**연습용 자료:**
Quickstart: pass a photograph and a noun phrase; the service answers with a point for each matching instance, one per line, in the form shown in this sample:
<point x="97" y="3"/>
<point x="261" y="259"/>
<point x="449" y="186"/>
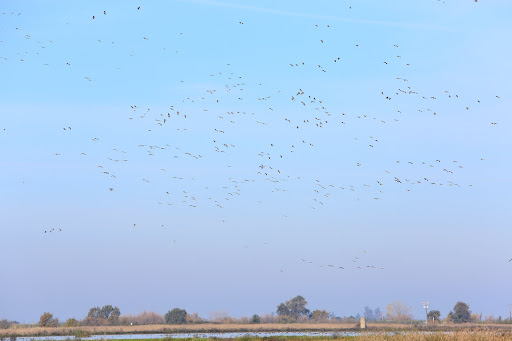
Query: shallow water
<point x="187" y="335"/>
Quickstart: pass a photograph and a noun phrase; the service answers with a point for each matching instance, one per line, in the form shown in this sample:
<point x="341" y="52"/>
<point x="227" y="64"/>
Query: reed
<point x="219" y="328"/>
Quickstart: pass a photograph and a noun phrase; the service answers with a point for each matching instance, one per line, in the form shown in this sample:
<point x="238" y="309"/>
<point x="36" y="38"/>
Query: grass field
<point x="84" y="331"/>
<point x="368" y="336"/>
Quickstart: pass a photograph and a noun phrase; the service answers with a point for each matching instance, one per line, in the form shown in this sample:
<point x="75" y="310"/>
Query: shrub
<point x="71" y="322"/>
<point x="4" y="324"/>
<point x="176" y="316"/>
<point x="255" y="319"/>
<point x="47" y="320"/>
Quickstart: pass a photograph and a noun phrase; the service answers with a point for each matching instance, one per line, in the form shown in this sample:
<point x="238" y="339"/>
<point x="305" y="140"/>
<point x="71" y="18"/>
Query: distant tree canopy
<point x="399" y="311"/>
<point x="255" y="319"/>
<point x="176" y="316"/>
<point x="107" y="315"/>
<point x="5" y="324"/>
<point x="434" y="315"/>
<point x="47" y="320"/>
<point x="460" y="313"/>
<point x="294" y="308"/>
<point x="372" y="315"/>
<point x="319" y="315"/>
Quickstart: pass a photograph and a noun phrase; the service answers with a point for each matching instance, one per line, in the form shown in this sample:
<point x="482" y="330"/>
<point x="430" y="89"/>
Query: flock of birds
<point x="269" y="164"/>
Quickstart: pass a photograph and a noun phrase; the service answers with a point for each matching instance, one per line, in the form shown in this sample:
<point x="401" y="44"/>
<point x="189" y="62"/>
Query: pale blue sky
<point x="234" y="233"/>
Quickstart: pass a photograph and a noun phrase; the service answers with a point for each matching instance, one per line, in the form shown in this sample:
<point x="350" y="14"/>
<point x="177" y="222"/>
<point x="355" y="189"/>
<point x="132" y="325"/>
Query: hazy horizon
<point x="229" y="155"/>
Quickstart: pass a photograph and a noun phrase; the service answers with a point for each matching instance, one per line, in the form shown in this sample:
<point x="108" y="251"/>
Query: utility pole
<point x="425" y="305"/>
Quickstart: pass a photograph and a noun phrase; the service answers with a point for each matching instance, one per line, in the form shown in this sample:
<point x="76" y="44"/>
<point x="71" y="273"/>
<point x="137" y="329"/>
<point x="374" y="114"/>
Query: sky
<point x="230" y="155"/>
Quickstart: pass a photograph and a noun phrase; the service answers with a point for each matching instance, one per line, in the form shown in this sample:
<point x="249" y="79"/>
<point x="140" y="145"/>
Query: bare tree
<point x="399" y="311"/>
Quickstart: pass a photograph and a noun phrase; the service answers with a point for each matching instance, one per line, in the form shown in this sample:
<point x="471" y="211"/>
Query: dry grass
<point x="462" y="332"/>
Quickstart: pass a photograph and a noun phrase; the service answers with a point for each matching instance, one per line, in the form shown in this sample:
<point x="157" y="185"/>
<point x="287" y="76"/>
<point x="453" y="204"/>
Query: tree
<point x="319" y="315"/>
<point x="47" y="320"/>
<point x="434" y="315"/>
<point x="399" y="311"/>
<point x="377" y="314"/>
<point x="368" y="313"/>
<point x="294" y="308"/>
<point x="71" y="322"/>
<point x="176" y="316"/>
<point x="101" y="316"/>
<point x="5" y="324"/>
<point x="255" y="319"/>
<point x="460" y="313"/>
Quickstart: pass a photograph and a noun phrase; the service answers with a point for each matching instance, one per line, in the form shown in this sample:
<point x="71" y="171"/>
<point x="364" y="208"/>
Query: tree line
<point x="293" y="310"/>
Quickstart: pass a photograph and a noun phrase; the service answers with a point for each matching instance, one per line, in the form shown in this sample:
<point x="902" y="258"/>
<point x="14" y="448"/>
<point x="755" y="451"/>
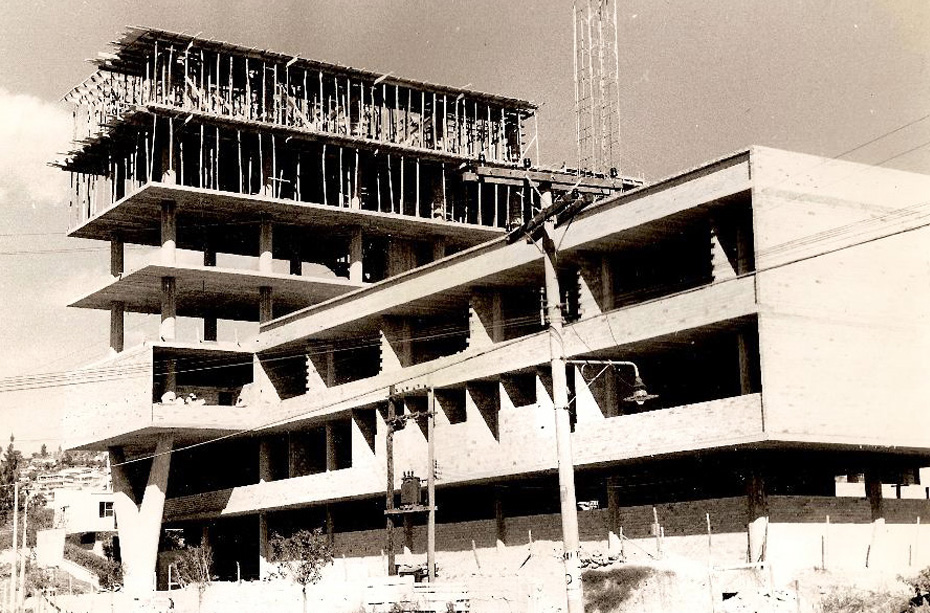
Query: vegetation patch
<point x="606" y="590"/>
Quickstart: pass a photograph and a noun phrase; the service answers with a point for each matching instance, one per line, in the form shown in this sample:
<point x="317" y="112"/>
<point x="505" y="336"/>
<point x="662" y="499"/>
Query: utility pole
<point x="389" y="494"/>
<point x="431" y="485"/>
<point x="14" y="597"/>
<point x="25" y="553"/>
<point x="569" y="509"/>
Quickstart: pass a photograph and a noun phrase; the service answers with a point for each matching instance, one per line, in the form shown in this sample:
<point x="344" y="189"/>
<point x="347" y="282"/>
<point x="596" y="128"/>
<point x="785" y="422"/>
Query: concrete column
<point x="297" y="265"/>
<point x="873" y="491"/>
<point x="265" y="565"/>
<point x="757" y="515"/>
<point x="139" y="522"/>
<point x="330" y="447"/>
<point x="613" y="504"/>
<point x="264" y="461"/>
<point x="265" y="304"/>
<point x="330" y="526"/>
<point x="515" y="208"/>
<point x="209" y="255"/>
<point x="169" y="309"/>
<point x="356" y="201"/>
<point x="595" y="286"/>
<point x="265" y="245"/>
<point x="356" y="271"/>
<point x="485" y="319"/>
<point x="743" y="247"/>
<point x="400" y="257"/>
<point x="117" y="324"/>
<point x="171" y="375"/>
<point x="117" y="257"/>
<point x="169" y="232"/>
<point x="439" y="248"/>
<point x="745" y="364"/>
<point x="209" y="327"/>
<point x="499" y="520"/>
<point x="167" y="157"/>
<point x="438" y="205"/>
<point x="267" y="148"/>
<point x="607" y="283"/>
<point x="876" y="554"/>
<point x="395" y="344"/>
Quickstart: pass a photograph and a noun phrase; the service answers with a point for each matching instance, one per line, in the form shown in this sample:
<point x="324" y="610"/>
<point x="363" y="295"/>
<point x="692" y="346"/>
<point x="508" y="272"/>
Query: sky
<point x="700" y="79"/>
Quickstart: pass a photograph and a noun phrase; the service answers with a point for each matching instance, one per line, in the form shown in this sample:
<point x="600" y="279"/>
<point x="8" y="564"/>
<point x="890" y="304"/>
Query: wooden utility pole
<point x="25" y="554"/>
<point x="569" y="510"/>
<point x="389" y="494"/>
<point x="431" y="485"/>
<point x="12" y="594"/>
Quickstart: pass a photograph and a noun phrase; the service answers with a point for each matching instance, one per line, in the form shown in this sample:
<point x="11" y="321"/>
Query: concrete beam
<point x="169" y="309"/>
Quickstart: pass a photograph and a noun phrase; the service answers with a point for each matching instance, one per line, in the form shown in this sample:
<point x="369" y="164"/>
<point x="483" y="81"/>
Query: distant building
<point x="83" y="511"/>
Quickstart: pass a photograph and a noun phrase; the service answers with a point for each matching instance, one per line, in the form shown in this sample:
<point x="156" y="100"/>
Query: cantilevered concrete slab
<point x="136" y="219"/>
<point x="225" y="293"/>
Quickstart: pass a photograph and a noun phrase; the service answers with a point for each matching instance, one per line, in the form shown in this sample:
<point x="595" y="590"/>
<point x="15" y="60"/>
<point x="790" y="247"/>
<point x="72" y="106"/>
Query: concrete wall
<point x="797" y="536"/>
<point x="843" y="335"/>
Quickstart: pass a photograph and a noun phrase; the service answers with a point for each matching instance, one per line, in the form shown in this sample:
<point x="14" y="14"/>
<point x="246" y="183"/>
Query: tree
<point x="10" y="466"/>
<point x="192" y="565"/>
<point x="301" y="556"/>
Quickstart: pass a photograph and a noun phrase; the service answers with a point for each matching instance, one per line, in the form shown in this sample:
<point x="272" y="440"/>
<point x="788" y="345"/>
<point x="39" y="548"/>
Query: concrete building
<point x="771" y="300"/>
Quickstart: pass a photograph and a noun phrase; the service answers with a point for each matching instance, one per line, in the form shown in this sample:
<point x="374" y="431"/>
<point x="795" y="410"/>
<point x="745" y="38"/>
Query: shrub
<point x="109" y="573"/>
<point x="192" y="565"/>
<point x="301" y="556"/>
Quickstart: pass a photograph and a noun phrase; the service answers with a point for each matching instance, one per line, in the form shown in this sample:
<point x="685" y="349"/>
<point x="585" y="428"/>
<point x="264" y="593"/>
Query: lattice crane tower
<point x="597" y="85"/>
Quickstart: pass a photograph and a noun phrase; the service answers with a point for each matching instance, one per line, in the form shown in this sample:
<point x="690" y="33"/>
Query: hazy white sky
<point x="701" y="78"/>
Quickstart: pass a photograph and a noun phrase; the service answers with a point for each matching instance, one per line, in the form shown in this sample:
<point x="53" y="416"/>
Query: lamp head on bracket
<point x="640" y="395"/>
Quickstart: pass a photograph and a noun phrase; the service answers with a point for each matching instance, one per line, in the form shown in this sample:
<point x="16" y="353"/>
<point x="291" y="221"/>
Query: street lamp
<point x="639" y="395"/>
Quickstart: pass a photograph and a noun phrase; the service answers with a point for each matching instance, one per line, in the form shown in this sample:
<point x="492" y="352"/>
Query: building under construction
<point x="392" y="230"/>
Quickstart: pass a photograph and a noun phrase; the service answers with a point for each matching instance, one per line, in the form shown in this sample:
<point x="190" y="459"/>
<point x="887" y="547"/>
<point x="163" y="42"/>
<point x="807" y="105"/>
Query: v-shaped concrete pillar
<point x="139" y="522"/>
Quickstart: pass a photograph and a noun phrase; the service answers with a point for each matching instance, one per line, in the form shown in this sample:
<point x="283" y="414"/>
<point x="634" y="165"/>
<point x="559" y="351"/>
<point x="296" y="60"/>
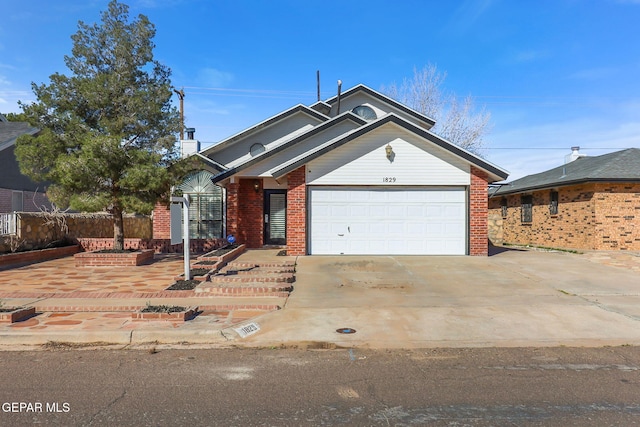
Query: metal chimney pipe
<point x="339" y="89"/>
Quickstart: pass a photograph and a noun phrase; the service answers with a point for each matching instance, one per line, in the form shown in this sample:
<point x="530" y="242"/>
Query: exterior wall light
<point x="389" y="152"/>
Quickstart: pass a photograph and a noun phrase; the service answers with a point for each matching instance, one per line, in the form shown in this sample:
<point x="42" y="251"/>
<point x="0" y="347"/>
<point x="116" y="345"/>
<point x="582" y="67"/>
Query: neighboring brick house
<point x="17" y="192"/>
<point x="590" y="203"/>
<point x="356" y="174"/>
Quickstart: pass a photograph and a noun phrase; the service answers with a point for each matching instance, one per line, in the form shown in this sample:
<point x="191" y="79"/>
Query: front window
<point x="205" y="206"/>
<point x="527" y="209"/>
<point x="553" y="204"/>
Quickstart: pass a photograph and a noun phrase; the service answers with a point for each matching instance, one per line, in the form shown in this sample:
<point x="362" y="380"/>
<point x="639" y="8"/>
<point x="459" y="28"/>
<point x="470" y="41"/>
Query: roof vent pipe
<point x="575" y="155"/>
<point x="339" y="89"/>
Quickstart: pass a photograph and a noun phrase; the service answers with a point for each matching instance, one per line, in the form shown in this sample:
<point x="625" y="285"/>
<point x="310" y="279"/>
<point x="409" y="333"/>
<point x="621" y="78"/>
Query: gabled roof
<point x="264" y="124"/>
<point x="317" y="129"/>
<point x="12" y="178"/>
<point x="620" y="166"/>
<point x="10" y="131"/>
<point x="362" y="88"/>
<point x="494" y="171"/>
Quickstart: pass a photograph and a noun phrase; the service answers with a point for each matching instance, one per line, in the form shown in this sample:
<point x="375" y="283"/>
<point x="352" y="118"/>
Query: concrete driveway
<point x="513" y="298"/>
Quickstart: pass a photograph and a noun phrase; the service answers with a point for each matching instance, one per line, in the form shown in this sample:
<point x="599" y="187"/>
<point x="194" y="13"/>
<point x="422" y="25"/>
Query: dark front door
<point x="275" y="217"/>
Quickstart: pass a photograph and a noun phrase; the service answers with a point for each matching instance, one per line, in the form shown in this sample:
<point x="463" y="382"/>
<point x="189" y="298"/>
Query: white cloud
<point x="594" y="73"/>
<point x="530" y="56"/>
<point x="532" y="148"/>
<point x="213" y="78"/>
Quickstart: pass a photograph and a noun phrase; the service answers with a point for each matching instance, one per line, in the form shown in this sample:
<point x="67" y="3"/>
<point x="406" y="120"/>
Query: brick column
<point x="297" y="212"/>
<point x="250" y="211"/>
<point x="478" y="213"/>
<point x="232" y="209"/>
<point x="161" y="221"/>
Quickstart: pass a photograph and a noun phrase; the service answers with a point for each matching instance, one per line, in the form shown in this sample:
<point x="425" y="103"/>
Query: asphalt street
<point x="293" y="387"/>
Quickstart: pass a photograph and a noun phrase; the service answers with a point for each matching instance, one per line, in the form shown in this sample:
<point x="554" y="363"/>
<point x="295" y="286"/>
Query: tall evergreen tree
<point x="108" y="129"/>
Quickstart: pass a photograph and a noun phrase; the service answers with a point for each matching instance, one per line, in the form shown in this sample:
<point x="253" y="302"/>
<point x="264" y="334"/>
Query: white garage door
<point x="388" y="221"/>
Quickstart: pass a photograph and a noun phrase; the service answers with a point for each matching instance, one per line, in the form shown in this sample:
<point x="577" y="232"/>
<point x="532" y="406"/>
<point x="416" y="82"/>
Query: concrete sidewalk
<point x="514" y="298"/>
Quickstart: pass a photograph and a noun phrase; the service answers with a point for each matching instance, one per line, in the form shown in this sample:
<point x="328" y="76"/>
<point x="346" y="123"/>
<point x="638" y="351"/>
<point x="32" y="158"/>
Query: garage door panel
<point x="388" y="221"/>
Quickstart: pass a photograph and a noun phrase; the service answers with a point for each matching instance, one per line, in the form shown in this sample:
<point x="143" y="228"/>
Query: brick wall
<point x="478" y="220"/>
<point x="233" y="190"/>
<point x="250" y="214"/>
<point x="590" y="217"/>
<point x="31" y="201"/>
<point x="617" y="217"/>
<point x="161" y="221"/>
<point x="297" y="212"/>
<point x="196" y="246"/>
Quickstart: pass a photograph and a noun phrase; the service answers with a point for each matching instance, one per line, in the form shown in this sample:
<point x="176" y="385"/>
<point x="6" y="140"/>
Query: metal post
<point x="184" y="201"/>
<point x="187" y="261"/>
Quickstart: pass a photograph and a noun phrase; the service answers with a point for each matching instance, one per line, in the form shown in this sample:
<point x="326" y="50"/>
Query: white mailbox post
<point x="178" y="235"/>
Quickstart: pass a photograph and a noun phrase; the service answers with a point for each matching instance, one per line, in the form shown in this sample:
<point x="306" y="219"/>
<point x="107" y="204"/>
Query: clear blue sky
<point x="552" y="73"/>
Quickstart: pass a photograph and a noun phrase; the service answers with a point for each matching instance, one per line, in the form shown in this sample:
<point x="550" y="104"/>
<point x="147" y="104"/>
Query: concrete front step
<point x="257" y="270"/>
<point x="248" y="289"/>
<point x="205" y="302"/>
<point x="255" y="278"/>
<point x="245" y="264"/>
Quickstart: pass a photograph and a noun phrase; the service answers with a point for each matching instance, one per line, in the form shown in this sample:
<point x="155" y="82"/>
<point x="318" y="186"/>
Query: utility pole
<point x="180" y="94"/>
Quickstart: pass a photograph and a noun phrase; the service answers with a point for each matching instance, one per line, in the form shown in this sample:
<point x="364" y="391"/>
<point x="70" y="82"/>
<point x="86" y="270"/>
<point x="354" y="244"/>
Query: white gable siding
<point x="239" y="151"/>
<point x="363" y="161"/>
<point x="381" y="108"/>
<point x="265" y="167"/>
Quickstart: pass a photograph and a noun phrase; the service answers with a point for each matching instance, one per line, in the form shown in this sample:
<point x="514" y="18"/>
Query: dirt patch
<point x="183" y="285"/>
<point x="355" y="266"/>
<point x="366" y="284"/>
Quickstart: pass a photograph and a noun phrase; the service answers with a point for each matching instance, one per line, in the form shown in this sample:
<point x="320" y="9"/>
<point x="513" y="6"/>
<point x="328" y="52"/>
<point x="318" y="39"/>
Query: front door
<point x="275" y="217"/>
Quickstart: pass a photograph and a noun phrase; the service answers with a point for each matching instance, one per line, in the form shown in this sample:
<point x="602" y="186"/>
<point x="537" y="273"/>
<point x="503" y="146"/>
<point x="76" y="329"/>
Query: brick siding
<point x="250" y="214"/>
<point x="478" y="220"/>
<point x="161" y="221"/>
<point x="297" y="212"/>
<point x="590" y="217"/>
<point x="31" y="201"/>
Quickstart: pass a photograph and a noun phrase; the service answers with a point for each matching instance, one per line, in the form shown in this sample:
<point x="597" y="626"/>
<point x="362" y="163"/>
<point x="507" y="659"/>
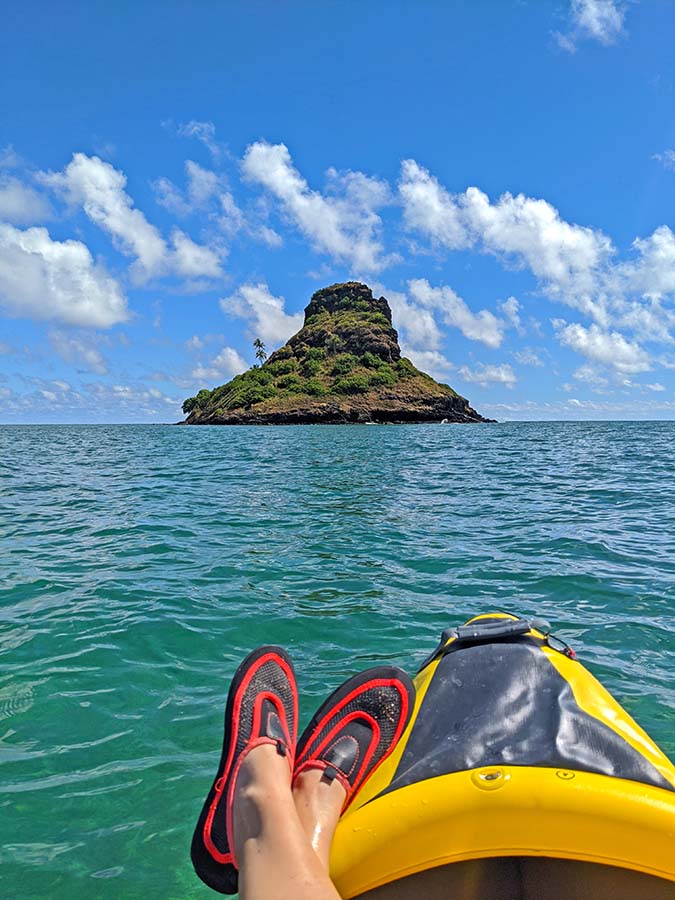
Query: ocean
<point x="138" y="564"/>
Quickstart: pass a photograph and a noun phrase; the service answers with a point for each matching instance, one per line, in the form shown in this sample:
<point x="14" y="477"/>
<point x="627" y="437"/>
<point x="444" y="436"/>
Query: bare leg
<point x="319" y="803"/>
<point x="277" y="860"/>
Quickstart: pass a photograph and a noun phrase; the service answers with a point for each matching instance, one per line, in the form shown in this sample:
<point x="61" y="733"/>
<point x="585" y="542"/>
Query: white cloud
<point x="601" y="20"/>
<point x="204" y="132"/>
<point x="523" y="231"/>
<point x="202" y="186"/>
<point x="194" y="260"/>
<point x="528" y="357"/>
<point x="589" y="375"/>
<point x="226" y="364"/>
<point x="100" y="190"/>
<point x="417" y="323"/>
<point x="598" y="20"/>
<point x="21" y="204"/>
<point x="653" y="273"/>
<point x="482" y="326"/>
<point x="607" y="347"/>
<point x="572" y="264"/>
<point x="78" y="349"/>
<point x="485" y="375"/>
<point x="343" y="224"/>
<point x="433" y="362"/>
<point x="511" y="309"/>
<point x="194" y="343"/>
<point x="265" y="313"/>
<point x="45" y="279"/>
<point x="9" y="158"/>
<point x="667" y="158"/>
<point x="429" y="208"/>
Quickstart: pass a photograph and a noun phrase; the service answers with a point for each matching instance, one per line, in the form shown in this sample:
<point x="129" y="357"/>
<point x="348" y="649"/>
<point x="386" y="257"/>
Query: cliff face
<point x="344" y="365"/>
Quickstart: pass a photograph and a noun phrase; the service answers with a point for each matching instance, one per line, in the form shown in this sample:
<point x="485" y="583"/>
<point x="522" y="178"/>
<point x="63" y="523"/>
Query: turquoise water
<point x="138" y="564"/>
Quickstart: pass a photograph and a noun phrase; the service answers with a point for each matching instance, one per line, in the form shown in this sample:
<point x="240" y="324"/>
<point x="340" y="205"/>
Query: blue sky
<point x="177" y="179"/>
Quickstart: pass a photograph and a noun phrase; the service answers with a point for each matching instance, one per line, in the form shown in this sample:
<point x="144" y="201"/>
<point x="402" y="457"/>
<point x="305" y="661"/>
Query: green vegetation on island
<point x="344" y="365"/>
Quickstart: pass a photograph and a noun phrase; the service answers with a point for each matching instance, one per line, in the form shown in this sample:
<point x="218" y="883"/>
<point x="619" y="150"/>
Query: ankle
<point x="262" y="793"/>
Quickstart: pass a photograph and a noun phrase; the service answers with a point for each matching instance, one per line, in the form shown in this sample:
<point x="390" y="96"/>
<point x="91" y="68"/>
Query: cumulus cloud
<point x="343" y="223"/>
<point x="525" y="232"/>
<point x="205" y="132"/>
<point x="21" y="204"/>
<point x="607" y="347"/>
<point x="667" y="159"/>
<point x="100" y="189"/>
<point x="265" y="313"/>
<point x="226" y="364"/>
<point x="9" y="158"/>
<point x="572" y="264"/>
<point x="433" y="362"/>
<point x="482" y="326"/>
<point x="430" y="209"/>
<point x="418" y="323"/>
<point x="45" y="279"/>
<point x="528" y="357"/>
<point x="511" y="310"/>
<point x="597" y="20"/>
<point x="485" y="375"/>
<point x="202" y="185"/>
<point x="78" y="349"/>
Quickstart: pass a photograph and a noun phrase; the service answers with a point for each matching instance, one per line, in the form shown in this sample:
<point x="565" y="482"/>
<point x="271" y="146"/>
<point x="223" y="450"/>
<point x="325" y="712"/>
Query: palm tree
<point x="260" y="352"/>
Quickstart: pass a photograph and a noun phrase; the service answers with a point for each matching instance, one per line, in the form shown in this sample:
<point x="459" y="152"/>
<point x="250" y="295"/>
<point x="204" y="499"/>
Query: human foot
<point x="261" y="713"/>
<point x="356" y="728"/>
<point x="318" y="803"/>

**작업 안내:** 위 항목에서 "lamp"라는 단어가 들어 있는 줄을 모두 뽑아 한 줄도 고치지 말고 옮겨 적으세요. 대소문자가 다르면 다른 단어로 칩니다.

**예상 답안:**
Query: lamp head on bracket
Query: street lamp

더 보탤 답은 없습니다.